*Task details*
Count the lines in the records below that contain the string "bench", treating case as significant, and give only the number.

*Record set*
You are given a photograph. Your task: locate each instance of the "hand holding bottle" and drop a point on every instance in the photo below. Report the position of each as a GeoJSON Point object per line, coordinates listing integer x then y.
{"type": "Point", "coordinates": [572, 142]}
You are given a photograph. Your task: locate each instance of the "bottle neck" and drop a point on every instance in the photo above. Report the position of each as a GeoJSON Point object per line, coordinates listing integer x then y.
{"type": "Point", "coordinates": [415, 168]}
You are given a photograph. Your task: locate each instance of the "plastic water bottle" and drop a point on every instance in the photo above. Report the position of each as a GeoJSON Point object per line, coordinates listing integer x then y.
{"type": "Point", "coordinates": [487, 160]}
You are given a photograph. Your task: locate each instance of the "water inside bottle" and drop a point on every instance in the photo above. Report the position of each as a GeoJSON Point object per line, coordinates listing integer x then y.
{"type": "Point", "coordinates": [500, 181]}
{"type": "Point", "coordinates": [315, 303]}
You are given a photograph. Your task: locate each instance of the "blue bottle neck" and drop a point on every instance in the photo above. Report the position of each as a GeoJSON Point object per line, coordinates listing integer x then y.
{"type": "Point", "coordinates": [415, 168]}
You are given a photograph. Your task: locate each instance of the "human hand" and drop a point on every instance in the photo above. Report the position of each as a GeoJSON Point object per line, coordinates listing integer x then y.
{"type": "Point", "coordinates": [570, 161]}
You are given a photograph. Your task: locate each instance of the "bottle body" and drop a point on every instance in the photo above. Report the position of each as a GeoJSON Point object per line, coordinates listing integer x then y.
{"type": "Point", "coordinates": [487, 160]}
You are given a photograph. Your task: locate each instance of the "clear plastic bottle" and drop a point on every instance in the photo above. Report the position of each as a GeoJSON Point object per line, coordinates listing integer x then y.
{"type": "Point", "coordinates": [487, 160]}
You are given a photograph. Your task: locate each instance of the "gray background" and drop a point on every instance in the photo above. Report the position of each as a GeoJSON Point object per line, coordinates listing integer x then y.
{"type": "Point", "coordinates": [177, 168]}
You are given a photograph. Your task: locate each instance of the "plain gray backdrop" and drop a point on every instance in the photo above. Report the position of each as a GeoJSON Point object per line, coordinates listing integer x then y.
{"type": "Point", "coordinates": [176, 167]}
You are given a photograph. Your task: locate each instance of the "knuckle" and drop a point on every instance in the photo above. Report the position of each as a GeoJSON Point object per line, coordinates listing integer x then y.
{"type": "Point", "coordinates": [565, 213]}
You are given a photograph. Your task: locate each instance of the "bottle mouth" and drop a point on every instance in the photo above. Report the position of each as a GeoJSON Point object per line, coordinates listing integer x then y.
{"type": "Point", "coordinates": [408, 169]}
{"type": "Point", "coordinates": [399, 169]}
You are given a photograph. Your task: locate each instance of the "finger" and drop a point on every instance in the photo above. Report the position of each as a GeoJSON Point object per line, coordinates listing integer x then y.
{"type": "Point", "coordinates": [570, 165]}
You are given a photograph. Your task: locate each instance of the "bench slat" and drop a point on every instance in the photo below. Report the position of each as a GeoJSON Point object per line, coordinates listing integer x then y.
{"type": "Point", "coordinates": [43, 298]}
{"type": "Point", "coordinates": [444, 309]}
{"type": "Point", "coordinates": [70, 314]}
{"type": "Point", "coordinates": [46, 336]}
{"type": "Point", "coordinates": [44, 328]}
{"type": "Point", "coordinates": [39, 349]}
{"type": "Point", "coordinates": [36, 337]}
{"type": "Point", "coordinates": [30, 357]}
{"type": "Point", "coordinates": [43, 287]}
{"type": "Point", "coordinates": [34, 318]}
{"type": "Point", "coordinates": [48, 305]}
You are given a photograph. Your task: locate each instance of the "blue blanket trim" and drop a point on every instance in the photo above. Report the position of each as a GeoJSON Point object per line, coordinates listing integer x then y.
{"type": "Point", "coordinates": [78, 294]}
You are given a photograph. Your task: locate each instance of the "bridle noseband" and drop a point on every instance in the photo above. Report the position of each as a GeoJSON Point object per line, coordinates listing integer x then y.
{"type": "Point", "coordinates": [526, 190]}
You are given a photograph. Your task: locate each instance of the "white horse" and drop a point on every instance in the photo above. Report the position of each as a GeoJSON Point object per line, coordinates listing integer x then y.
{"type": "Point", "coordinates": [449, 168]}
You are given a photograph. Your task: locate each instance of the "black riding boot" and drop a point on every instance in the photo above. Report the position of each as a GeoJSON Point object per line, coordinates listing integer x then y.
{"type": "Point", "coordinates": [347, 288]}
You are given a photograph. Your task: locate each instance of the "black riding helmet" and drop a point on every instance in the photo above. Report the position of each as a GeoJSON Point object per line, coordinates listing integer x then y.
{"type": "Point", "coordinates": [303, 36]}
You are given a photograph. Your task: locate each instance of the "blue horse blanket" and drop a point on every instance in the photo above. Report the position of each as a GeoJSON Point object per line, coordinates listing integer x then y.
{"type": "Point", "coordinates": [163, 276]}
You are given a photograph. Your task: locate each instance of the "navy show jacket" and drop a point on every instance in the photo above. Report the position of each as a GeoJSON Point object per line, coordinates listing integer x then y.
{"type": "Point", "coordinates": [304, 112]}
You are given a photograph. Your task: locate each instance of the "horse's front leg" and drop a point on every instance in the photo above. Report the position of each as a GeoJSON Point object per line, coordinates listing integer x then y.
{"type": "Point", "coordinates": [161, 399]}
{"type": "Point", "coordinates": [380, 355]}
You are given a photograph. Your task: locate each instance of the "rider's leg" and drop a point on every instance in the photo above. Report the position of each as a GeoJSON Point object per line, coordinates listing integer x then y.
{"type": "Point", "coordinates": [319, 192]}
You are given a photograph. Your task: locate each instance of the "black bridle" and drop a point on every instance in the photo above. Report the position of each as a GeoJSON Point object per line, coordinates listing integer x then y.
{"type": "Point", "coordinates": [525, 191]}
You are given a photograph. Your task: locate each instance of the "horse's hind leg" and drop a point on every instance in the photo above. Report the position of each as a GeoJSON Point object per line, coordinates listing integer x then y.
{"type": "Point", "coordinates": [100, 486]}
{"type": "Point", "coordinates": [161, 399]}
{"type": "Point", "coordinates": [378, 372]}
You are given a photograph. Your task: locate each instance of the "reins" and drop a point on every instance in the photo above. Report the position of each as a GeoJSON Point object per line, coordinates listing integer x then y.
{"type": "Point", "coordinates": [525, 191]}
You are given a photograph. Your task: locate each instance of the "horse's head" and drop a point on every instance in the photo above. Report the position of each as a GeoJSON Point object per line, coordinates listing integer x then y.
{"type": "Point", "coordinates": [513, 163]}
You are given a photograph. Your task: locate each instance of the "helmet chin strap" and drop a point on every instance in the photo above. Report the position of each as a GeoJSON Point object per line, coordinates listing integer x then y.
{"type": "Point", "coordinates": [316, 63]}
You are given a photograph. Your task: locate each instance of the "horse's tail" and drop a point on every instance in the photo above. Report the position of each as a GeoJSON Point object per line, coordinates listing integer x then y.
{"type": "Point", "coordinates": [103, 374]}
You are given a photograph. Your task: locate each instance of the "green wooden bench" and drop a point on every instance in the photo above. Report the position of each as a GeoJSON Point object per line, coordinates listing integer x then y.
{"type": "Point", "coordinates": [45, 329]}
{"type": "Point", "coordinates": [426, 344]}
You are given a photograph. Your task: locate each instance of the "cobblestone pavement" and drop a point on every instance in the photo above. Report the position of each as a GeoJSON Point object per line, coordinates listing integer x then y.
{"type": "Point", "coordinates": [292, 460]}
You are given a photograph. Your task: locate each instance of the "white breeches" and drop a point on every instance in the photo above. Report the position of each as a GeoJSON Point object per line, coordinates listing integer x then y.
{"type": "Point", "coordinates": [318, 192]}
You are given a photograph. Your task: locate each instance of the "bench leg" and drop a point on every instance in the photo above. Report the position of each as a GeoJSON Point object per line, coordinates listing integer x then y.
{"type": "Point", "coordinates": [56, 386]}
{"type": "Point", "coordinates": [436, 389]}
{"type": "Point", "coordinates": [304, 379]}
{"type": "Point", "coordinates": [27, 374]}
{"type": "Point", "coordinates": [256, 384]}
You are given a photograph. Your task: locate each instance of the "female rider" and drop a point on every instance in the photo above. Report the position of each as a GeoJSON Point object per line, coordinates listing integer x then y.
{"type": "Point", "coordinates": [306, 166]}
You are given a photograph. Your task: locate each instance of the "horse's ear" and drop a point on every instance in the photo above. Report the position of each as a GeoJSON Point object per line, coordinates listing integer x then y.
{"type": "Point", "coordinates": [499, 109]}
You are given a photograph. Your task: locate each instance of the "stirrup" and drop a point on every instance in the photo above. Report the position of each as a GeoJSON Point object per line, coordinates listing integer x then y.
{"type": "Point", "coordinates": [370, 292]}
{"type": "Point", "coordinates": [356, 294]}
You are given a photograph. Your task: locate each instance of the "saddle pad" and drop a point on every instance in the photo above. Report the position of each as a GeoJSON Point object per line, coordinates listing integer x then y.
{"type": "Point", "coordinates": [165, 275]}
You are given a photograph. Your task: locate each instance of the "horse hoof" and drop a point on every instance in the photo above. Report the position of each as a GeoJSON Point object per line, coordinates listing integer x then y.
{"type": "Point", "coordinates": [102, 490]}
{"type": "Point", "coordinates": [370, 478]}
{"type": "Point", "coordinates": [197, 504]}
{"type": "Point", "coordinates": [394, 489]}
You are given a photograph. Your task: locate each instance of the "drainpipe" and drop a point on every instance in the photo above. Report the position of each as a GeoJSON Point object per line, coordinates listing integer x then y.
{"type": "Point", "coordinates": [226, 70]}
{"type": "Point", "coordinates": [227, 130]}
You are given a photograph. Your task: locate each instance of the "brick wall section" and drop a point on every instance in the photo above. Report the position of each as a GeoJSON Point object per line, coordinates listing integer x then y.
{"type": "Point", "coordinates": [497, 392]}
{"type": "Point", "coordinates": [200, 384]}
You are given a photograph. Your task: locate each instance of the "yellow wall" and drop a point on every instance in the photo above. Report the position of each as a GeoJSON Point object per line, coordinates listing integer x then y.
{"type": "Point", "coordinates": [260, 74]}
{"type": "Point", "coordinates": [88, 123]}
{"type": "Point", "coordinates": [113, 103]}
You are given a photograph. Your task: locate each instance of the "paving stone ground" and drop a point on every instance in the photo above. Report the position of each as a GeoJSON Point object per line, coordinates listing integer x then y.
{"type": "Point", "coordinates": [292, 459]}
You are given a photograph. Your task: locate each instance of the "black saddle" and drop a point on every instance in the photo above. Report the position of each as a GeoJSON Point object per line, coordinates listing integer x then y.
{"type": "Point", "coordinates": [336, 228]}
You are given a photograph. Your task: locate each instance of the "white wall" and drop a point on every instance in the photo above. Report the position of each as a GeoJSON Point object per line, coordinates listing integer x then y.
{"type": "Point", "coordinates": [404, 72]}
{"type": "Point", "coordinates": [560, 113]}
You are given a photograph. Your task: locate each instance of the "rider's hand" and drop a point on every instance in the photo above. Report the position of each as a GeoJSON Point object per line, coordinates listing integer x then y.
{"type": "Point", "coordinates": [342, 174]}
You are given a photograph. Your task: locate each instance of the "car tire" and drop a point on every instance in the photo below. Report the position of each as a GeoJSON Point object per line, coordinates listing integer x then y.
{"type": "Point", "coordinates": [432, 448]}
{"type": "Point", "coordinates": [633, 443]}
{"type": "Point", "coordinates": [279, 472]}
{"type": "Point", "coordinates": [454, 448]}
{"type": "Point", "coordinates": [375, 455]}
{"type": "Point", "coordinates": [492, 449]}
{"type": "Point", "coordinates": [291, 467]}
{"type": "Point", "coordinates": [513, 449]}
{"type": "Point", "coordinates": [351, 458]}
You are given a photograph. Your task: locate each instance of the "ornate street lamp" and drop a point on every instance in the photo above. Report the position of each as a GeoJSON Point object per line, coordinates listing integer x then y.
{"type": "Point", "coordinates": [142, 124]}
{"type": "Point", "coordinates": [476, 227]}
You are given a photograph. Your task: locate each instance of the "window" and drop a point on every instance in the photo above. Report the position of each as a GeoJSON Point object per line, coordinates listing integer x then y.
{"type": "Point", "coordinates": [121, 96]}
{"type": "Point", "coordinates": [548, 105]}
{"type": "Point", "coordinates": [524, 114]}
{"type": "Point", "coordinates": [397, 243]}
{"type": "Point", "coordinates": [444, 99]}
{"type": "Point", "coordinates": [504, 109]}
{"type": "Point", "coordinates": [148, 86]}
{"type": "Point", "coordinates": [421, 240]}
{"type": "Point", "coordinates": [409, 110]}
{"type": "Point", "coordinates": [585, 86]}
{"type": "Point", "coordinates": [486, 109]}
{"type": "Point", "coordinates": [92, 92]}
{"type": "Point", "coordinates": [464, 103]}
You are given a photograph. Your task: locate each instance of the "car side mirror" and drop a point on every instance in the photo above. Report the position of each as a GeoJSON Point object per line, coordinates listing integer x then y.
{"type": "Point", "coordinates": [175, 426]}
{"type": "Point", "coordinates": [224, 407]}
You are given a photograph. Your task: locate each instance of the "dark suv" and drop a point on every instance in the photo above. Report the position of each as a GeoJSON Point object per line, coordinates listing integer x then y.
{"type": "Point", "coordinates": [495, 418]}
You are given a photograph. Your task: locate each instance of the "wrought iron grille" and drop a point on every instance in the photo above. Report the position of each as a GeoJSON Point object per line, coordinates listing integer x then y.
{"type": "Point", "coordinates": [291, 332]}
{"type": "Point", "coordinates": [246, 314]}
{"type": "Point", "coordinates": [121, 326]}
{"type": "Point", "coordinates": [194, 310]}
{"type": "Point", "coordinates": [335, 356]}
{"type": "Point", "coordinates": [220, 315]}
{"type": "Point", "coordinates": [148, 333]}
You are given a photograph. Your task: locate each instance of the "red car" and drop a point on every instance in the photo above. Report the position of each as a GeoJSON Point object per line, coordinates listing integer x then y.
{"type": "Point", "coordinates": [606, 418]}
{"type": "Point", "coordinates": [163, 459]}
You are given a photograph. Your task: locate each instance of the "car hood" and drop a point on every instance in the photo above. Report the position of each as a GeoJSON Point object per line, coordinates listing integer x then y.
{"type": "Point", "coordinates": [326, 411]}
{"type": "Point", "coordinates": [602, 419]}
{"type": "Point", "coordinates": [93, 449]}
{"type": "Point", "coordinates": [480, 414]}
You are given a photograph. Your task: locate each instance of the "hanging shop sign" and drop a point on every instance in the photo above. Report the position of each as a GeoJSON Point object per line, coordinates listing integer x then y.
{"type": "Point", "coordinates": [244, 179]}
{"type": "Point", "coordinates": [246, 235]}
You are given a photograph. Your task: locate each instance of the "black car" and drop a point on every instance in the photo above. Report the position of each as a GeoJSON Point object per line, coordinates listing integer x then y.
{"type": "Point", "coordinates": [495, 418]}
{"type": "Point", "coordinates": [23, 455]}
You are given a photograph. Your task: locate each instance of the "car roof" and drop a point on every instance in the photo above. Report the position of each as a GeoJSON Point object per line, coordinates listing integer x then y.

*Exercise solution*
3